== TEXTE PRÉSENTÉ ==
Sandrine Lefevre, biblio­thé­ra­peute : « Les livres ont un effet miroir et cathartique »

Après deux décen­nies à tra­vailler en biblio­thèque, elle a fait de son amour de la lit­té­ra­ture un outil thé­ra­peu­tique. De la lec­ture plai­sir à la lec­ture éman­ci­pa­trice, elle nous raconte com­ment la biblio­thé­ra­pie peut faire du bien à l’âme.

« Depuis tou­jours, j’ai aimé lire. J’ai décou­vert la lit­té­ra­ture très jeune, parce que j’ai eu la chance d’avoir des parents qui m’ont très vite emme­née en biblio­thèque et m’ont lais­sée emprun­ter tout ce que je vou­lais. Très tôt, j’ai com­pris à quel point les livres étaient une source de diver­tis­se­ment, bien sûr, mais sur­tout de conso­la­tion et d’imagination. Les textes de grands auteurs et autrices – Les Misérables, de Victor Hugo ; Bonjour tris­tesse, de Françoise Sagan ; La Place, d’Annie Ernaux, et tant d’autres… – m’ont per­mis de com­prendre quelles étaient ces émo­tions qui me per­tur­baient. Ils ont ce pou­voir, cet effet miroir et cathar­tique extraordinaire.

== MATÉRIEL SOURCE ==
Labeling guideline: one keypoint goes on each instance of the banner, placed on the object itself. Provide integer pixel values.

== CONSIGNE A ==
Selon le texte présenté, combien de temps Sandrine Lefevre a-t-elle travaillé en bibliothèque ?
== CONSIGNE B ==
D'après le texte présenté, pourquoi Sandrine Lefevre a-t-elle découvert la littérature très jeune ? Répondez en une à trois phrases.
== CONSIGNE C ==
Poursuivez le témoignage de Sandrine Lefevre sur la bibliothérapie à partir de sa dernière phrase.

== RÉPONSE A ==
Deux décennies.

== RÉPONSE B ==
Elle a découvert la littérature très jeune parce qu'elle a eu la chance d'avoir des parents qui l'ont très vite emmenée en bibliothèque. Ils l'ont aussi laissée emprunter tout ce qu'elle voulait.

== RÉPONSE C ==
Après des études lit­té­raires, j’ai com­men­cé à tra­vailler comme biblio­thé­caire. J’ai tout de suite aimé ce métier, que j’ai exer­cé pen­dant plus de vingt ans. Ce qui est drôle, c’est qu’on a dif­fé­rentes mis­sions en biblio­thèque, qui vont du cir­cuit du docu­ment (rece­voir des docu­ments, les cata­lo­guer, etc.) à la média­tion avec le public. C’est ce qui m’a le plus plu, d’aller vers les gens. Je pas­sais beau­coup de temps avec les lec­trices et les lec­teurs. Je leur par­lais de mes goûts, mais je leur posais aus­si des ques­tions d’ordre un peu psy­cho­lo­gique : pour­quoi ce livre-​là, com­ment ils allaient en ce moment… Ils me racon­taient un peu leur vie et, sur­tout, ils cher­chaient un livre pour trou­ver des réponses et quelque chose qui leur per­mette d’aller mieux. Et j’ai ter­ri­ble­ment aimé quand les gens reve­naient me voir et me racon­taient com­ment le livre qu’on avait choi­si ensemble leur avait fait du bien.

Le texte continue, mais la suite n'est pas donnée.